▶ **GIVEN EXERCISE A**: According to the partnership amendment, which entity serves as the general partner of Star Gas Partners, L.P.?
▶ **GIVEN EXERCISE B**: Repeat word for word the part of the partnership amendment starting with "This Amendment No." and going on through "(as defined below).".

AMENDED AND RESTATED

AGREEMENT OF LIMITED PARTNERSHIP

OF

STAR GAS PARTNERS, L.P.

 

This Amendment No. 3 to the Amended and Restated Agreement of Limited Partnership of Star Gas Partners, L.P. (the “Partnership”), dated as of November 19, 2004 (this “Amendment”), is entered into among Star Gas LLC, as the general partner of the Partnership (the “General Partner”), and the limited partners of the Partnership. Initially capitalized terms used herein and not otherwise defined herein are used as defined in the Partnership Agreement (as defined below).

Records from a data collection:
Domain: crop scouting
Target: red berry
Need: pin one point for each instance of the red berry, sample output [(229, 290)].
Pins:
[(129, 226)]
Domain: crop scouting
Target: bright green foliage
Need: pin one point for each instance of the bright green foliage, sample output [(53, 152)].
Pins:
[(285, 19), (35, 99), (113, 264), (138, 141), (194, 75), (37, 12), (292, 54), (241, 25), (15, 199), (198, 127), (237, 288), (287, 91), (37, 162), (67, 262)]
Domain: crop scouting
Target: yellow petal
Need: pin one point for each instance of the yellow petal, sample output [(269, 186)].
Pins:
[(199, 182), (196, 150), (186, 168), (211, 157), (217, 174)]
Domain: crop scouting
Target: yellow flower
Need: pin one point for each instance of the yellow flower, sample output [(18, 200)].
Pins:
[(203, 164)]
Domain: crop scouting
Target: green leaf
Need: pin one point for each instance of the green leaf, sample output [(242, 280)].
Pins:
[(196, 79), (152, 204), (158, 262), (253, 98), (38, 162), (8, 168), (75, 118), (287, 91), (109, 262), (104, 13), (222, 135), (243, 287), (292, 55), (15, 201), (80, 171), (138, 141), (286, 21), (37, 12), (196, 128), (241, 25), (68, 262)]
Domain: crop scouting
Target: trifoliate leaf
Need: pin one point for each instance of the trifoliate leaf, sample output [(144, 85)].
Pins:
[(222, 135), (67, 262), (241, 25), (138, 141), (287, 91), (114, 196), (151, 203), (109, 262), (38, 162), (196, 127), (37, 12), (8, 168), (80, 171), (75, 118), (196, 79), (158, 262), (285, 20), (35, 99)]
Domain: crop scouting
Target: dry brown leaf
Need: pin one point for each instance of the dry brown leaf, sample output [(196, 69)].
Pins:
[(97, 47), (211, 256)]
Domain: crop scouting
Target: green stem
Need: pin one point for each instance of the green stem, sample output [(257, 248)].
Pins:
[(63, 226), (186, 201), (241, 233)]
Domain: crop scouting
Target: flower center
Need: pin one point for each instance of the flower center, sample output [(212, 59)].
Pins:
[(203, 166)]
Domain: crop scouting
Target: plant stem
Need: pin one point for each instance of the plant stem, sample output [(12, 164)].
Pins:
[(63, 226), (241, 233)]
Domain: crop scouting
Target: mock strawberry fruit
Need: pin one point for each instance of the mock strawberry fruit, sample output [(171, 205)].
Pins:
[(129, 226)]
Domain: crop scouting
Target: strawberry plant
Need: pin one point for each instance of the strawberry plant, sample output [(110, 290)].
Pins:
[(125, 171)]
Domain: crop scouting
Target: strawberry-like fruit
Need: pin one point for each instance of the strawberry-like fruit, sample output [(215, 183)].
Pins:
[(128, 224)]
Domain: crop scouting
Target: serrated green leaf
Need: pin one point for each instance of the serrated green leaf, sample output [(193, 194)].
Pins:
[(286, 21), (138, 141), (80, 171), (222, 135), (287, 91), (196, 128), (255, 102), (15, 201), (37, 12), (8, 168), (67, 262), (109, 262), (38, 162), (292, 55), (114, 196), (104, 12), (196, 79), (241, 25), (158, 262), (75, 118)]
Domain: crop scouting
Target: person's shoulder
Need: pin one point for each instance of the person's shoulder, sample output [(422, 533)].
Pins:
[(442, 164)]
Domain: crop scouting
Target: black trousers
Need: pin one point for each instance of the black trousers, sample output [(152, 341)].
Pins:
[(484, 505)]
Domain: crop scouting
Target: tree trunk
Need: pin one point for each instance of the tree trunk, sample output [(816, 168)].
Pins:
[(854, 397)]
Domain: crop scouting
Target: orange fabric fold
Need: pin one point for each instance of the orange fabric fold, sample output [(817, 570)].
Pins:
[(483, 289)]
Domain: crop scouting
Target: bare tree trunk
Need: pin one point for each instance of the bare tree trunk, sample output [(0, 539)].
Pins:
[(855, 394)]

▶ **COMPLETE ANSWER A**: Star Gas LLC

▶ **COMPLETE ANSWER B**:
This Amendment No. 3 to the Amended and Restated Agreement of Limited Partnership of Star Gas Partners, L.P. (the “Partnership”), dated as of November 19, 2004 (this “Amendment”), is entered into among Star Gas LLC, as the general partner of the Partnership (the “General Partner”), and the limited partners of the Partnership. Initially capitalized terms used herein and not otherwise defined herein are used as defined in the Partnership Agreement (as defined below).